### EXCERPTED DATA ###

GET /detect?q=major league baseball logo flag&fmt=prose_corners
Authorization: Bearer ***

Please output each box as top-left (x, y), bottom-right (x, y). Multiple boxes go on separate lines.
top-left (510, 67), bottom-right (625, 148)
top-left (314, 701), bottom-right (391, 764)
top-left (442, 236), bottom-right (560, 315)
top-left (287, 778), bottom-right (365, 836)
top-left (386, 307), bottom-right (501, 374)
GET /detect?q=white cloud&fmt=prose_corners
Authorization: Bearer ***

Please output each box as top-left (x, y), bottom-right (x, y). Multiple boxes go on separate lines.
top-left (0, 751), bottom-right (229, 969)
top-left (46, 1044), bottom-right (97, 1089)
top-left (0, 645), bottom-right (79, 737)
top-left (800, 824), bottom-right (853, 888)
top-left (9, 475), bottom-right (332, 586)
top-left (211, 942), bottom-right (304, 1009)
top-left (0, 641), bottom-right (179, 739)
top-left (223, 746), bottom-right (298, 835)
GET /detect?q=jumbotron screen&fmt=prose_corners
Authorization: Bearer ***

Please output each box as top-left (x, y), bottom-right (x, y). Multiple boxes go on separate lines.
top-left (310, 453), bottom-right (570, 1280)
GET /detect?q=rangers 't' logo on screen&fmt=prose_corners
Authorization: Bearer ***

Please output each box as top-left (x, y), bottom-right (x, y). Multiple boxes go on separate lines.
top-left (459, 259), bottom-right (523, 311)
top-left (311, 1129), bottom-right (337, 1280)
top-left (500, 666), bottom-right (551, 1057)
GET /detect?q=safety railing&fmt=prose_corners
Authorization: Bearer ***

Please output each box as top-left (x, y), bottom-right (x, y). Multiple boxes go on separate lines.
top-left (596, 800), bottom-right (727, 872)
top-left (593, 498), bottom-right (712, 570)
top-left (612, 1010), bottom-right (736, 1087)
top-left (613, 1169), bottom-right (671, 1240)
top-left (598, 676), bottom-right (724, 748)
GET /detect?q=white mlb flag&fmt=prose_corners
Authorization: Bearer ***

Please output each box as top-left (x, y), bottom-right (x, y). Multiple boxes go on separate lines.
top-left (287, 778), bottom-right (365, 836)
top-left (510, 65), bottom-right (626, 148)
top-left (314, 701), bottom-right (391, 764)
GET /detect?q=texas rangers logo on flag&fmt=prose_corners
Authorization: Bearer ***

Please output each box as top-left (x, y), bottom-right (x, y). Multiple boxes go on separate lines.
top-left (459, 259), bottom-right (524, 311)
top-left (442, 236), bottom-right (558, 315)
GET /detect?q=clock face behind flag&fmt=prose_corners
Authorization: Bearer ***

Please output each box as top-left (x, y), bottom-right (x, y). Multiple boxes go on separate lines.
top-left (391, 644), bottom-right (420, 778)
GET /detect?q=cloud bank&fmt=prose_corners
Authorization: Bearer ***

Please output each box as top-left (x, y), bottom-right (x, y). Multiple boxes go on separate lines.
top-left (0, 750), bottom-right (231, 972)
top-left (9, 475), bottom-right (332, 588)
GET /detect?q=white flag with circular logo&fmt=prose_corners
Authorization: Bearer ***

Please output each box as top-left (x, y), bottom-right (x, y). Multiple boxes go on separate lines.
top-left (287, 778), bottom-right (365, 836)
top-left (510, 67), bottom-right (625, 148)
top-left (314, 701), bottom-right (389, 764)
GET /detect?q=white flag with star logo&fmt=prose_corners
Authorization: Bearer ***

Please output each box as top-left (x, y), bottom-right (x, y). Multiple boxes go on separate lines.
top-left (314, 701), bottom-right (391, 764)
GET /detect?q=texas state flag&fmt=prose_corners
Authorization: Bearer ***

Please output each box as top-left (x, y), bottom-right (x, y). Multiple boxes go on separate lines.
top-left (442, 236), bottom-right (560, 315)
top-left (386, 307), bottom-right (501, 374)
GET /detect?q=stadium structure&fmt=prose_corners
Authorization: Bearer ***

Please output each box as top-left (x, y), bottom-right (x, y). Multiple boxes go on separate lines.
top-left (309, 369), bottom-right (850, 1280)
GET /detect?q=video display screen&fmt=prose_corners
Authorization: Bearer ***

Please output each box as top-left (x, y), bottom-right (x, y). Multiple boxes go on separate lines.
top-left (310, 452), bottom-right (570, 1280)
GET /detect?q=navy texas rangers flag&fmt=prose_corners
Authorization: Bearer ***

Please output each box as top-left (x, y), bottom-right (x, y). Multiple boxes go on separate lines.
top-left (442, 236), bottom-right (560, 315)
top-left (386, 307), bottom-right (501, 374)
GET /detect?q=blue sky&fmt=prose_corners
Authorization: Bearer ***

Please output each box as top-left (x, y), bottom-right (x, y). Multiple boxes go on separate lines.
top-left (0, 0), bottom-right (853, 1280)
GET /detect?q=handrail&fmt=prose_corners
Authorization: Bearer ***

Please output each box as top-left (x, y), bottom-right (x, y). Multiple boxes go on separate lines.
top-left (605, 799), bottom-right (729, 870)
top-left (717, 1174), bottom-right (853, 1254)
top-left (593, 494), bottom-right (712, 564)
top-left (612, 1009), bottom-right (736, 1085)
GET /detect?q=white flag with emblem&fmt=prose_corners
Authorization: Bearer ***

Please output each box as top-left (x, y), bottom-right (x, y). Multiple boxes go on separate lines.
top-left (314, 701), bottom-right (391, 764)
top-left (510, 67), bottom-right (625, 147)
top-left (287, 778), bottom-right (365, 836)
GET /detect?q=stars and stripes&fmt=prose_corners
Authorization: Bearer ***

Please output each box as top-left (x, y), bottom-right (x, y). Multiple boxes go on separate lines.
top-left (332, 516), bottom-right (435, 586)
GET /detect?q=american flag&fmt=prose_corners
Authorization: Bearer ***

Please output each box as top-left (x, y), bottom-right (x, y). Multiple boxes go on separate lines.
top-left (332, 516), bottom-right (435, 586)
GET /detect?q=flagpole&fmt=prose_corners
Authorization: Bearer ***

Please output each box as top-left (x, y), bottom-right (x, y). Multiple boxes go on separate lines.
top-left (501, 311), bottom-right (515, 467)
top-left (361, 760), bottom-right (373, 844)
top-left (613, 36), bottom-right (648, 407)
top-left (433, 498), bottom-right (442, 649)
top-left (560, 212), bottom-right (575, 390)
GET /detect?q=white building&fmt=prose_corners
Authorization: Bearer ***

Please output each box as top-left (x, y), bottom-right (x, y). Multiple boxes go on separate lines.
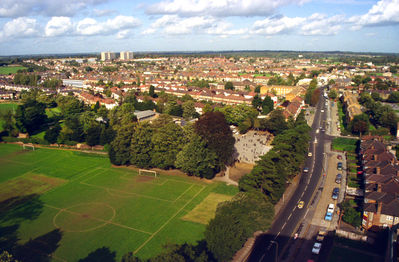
top-left (120, 51), bottom-right (133, 60)
top-left (101, 52), bottom-right (116, 61)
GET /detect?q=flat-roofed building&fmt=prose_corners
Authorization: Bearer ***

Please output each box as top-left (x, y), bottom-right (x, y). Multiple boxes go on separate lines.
top-left (101, 52), bottom-right (116, 61)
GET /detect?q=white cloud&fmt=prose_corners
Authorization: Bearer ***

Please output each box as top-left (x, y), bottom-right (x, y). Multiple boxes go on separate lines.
top-left (146, 0), bottom-right (310, 17)
top-left (250, 13), bottom-right (345, 35)
top-left (93, 9), bottom-right (117, 16)
top-left (142, 15), bottom-right (217, 35)
top-left (44, 16), bottom-right (72, 36)
top-left (0, 0), bottom-right (107, 17)
top-left (349, 0), bottom-right (399, 30)
top-left (251, 16), bottom-right (306, 35)
top-left (0, 17), bottom-right (38, 40)
top-left (301, 14), bottom-right (344, 35)
top-left (76, 15), bottom-right (141, 36)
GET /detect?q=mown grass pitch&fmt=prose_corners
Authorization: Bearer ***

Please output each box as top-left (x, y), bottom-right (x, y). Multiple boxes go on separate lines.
top-left (0, 144), bottom-right (237, 261)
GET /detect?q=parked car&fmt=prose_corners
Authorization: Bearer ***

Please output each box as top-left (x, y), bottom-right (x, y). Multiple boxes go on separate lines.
top-left (335, 174), bottom-right (342, 184)
top-left (312, 242), bottom-right (321, 255)
top-left (327, 203), bottom-right (335, 214)
top-left (331, 187), bottom-right (339, 200)
top-left (316, 230), bottom-right (327, 242)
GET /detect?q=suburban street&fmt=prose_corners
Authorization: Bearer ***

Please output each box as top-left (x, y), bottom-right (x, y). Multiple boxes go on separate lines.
top-left (249, 89), bottom-right (331, 261)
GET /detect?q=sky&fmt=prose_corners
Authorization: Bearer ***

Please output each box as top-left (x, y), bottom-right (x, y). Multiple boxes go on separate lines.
top-left (0, 0), bottom-right (399, 56)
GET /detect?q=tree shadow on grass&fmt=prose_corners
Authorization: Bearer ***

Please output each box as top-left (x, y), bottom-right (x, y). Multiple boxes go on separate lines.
top-left (0, 194), bottom-right (43, 223)
top-left (0, 194), bottom-right (62, 262)
top-left (13, 229), bottom-right (62, 262)
top-left (79, 247), bottom-right (116, 262)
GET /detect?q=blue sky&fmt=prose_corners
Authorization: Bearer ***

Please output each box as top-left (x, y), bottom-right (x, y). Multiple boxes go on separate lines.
top-left (0, 0), bottom-right (399, 55)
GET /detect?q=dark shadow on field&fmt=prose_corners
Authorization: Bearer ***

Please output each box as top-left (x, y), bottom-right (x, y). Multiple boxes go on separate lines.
top-left (0, 194), bottom-right (62, 262)
top-left (0, 194), bottom-right (43, 223)
top-left (13, 229), bottom-right (62, 262)
top-left (79, 247), bottom-right (116, 262)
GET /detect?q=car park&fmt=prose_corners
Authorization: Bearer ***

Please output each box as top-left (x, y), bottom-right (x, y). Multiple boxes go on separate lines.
top-left (312, 242), bottom-right (321, 255)
top-left (335, 174), bottom-right (342, 184)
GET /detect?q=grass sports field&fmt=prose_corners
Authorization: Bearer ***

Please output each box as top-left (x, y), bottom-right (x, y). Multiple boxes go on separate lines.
top-left (0, 144), bottom-right (237, 261)
top-left (0, 66), bottom-right (26, 75)
top-left (0, 103), bottom-right (18, 131)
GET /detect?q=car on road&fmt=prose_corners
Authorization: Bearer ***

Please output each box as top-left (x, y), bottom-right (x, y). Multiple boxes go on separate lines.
top-left (331, 187), bottom-right (339, 200)
top-left (327, 203), bottom-right (335, 214)
top-left (324, 213), bottom-right (332, 221)
top-left (316, 230), bottom-right (327, 242)
top-left (335, 174), bottom-right (342, 184)
top-left (312, 242), bottom-right (321, 255)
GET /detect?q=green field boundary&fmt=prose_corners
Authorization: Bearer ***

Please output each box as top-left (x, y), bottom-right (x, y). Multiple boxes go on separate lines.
top-left (133, 186), bottom-right (206, 254)
top-left (43, 203), bottom-right (153, 235)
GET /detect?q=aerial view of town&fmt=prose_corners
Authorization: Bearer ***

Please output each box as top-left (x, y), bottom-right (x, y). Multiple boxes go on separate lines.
top-left (0, 0), bottom-right (399, 262)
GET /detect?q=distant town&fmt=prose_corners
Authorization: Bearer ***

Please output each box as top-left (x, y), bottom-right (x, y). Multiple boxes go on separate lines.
top-left (0, 51), bottom-right (399, 262)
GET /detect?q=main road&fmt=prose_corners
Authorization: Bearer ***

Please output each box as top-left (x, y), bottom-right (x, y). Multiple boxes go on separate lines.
top-left (249, 89), bottom-right (330, 262)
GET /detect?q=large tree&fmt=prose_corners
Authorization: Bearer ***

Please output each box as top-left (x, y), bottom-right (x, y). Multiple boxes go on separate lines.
top-left (15, 99), bottom-right (47, 134)
top-left (205, 193), bottom-right (274, 261)
top-left (195, 112), bottom-right (235, 167)
top-left (108, 122), bottom-right (136, 165)
top-left (130, 122), bottom-right (154, 168)
top-left (175, 134), bottom-right (218, 179)
top-left (151, 120), bottom-right (184, 169)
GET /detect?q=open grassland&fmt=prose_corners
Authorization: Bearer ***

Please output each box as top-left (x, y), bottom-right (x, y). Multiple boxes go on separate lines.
top-left (332, 137), bottom-right (358, 153)
top-left (0, 66), bottom-right (26, 75)
top-left (0, 144), bottom-right (237, 261)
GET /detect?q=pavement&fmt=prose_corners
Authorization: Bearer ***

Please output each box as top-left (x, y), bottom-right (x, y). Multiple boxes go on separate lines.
top-left (249, 89), bottom-right (331, 261)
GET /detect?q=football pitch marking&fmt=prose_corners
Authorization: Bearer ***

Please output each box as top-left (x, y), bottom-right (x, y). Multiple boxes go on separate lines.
top-left (44, 202), bottom-right (152, 235)
top-left (133, 186), bottom-right (205, 254)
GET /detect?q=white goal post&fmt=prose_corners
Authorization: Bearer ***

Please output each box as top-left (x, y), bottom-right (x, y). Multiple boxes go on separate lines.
top-left (22, 144), bottom-right (35, 151)
top-left (139, 169), bottom-right (158, 178)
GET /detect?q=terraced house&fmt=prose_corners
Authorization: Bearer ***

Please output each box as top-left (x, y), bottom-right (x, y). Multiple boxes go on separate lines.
top-left (359, 137), bottom-right (399, 230)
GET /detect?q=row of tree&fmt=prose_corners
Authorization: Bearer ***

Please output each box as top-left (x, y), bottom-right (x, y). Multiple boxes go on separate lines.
top-left (109, 111), bottom-right (234, 178)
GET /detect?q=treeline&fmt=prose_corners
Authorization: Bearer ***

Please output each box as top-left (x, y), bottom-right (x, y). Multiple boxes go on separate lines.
top-left (122, 110), bottom-right (310, 262)
top-left (305, 78), bottom-right (320, 106)
top-left (239, 112), bottom-right (310, 204)
top-left (354, 93), bottom-right (399, 135)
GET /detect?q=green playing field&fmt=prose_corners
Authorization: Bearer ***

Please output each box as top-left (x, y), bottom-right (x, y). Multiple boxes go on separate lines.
top-left (0, 144), bottom-right (237, 261)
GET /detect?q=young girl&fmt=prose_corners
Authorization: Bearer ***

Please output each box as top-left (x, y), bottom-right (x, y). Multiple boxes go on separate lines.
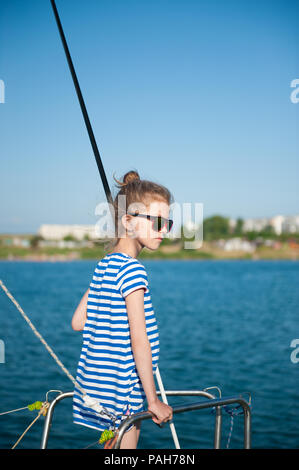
top-left (72, 171), bottom-right (172, 449)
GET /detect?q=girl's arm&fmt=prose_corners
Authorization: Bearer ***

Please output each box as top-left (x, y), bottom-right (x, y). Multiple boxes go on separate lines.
top-left (125, 288), bottom-right (172, 424)
top-left (72, 288), bottom-right (89, 331)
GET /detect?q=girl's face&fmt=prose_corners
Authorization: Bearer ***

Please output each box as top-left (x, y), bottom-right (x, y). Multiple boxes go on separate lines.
top-left (128, 201), bottom-right (169, 250)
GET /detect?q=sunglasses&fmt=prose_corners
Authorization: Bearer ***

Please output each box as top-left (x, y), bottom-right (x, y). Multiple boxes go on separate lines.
top-left (128, 212), bottom-right (173, 232)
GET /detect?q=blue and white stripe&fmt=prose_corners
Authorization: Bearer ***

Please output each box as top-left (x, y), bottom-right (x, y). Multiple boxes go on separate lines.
top-left (73, 253), bottom-right (159, 431)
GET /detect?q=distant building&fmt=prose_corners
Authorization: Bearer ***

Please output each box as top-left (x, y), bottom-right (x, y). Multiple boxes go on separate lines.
top-left (282, 215), bottom-right (299, 233)
top-left (217, 237), bottom-right (255, 252)
top-left (269, 215), bottom-right (285, 235)
top-left (243, 218), bottom-right (269, 232)
top-left (229, 215), bottom-right (299, 235)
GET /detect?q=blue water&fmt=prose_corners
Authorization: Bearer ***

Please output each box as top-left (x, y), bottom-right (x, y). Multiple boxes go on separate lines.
top-left (0, 260), bottom-right (299, 449)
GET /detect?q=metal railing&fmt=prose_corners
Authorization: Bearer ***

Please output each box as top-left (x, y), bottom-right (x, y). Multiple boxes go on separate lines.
top-left (40, 387), bottom-right (251, 449)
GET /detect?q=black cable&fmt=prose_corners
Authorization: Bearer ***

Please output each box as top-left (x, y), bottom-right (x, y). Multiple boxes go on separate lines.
top-left (51, 0), bottom-right (113, 204)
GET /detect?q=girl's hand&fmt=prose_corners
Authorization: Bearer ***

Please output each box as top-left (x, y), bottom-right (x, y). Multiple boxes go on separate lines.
top-left (148, 398), bottom-right (173, 424)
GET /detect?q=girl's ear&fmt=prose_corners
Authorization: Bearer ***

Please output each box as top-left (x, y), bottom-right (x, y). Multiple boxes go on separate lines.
top-left (121, 214), bottom-right (133, 233)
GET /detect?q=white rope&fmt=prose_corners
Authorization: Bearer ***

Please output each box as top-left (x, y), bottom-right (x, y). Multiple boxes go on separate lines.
top-left (0, 406), bottom-right (28, 416)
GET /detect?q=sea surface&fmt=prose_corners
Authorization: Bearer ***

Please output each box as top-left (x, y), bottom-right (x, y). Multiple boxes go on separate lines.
top-left (0, 260), bottom-right (299, 449)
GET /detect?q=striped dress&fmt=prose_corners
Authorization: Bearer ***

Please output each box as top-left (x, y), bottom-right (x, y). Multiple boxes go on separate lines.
top-left (73, 253), bottom-right (159, 431)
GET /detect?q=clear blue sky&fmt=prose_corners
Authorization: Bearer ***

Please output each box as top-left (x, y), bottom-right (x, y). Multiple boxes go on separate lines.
top-left (0, 0), bottom-right (299, 233)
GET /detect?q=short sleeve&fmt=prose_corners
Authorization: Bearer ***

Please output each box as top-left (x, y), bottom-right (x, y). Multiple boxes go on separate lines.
top-left (117, 260), bottom-right (149, 298)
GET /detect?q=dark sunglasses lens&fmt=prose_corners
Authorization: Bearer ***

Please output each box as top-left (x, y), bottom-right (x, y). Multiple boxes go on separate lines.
top-left (153, 217), bottom-right (162, 232)
top-left (153, 217), bottom-right (173, 232)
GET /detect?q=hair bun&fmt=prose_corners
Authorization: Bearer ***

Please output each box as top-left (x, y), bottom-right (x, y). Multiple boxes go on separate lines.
top-left (113, 170), bottom-right (140, 187)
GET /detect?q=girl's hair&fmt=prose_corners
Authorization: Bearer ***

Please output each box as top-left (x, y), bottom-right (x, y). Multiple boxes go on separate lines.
top-left (104, 170), bottom-right (173, 252)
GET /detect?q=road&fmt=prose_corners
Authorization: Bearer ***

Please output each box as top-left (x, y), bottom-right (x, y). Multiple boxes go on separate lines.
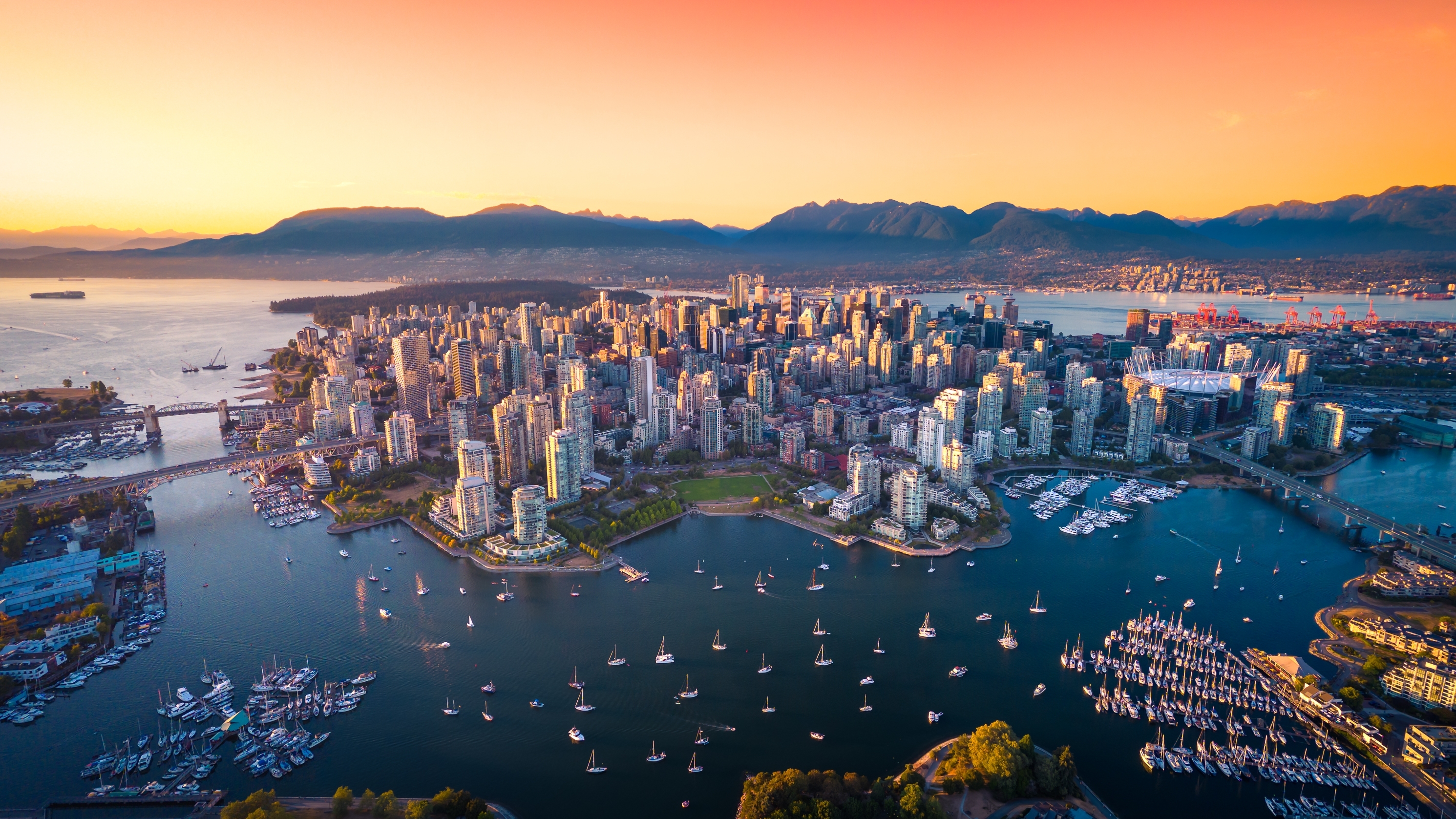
top-left (0, 435), bottom-right (383, 511)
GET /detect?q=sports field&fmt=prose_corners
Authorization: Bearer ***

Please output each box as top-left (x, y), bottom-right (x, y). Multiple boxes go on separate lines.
top-left (673, 474), bottom-right (773, 501)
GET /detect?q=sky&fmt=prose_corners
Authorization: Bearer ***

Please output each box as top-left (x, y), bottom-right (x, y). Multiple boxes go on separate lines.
top-left (0, 0), bottom-right (1456, 233)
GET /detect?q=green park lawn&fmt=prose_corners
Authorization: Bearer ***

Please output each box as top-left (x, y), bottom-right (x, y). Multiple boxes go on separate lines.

###

TASK DIRECTIONS ▸
Render the stretch of the records from the line containing "GET /detect?q=texas rangers" through the line containing "top-left (442, 236), bottom-right (558, 315)" as a numbered list, leaving out any blank lines.

FULL ANSWER ▸
1. GET /detect?q=texas rangers logo on flag&fmt=prose_corners
2. Authorization: Bearer ***
3. Please output each box as top-left (x, y), bottom-right (x, y). Multiple boxes go on separate lines.
4. top-left (459, 259), bottom-right (524, 311)
5. top-left (442, 236), bottom-right (558, 315)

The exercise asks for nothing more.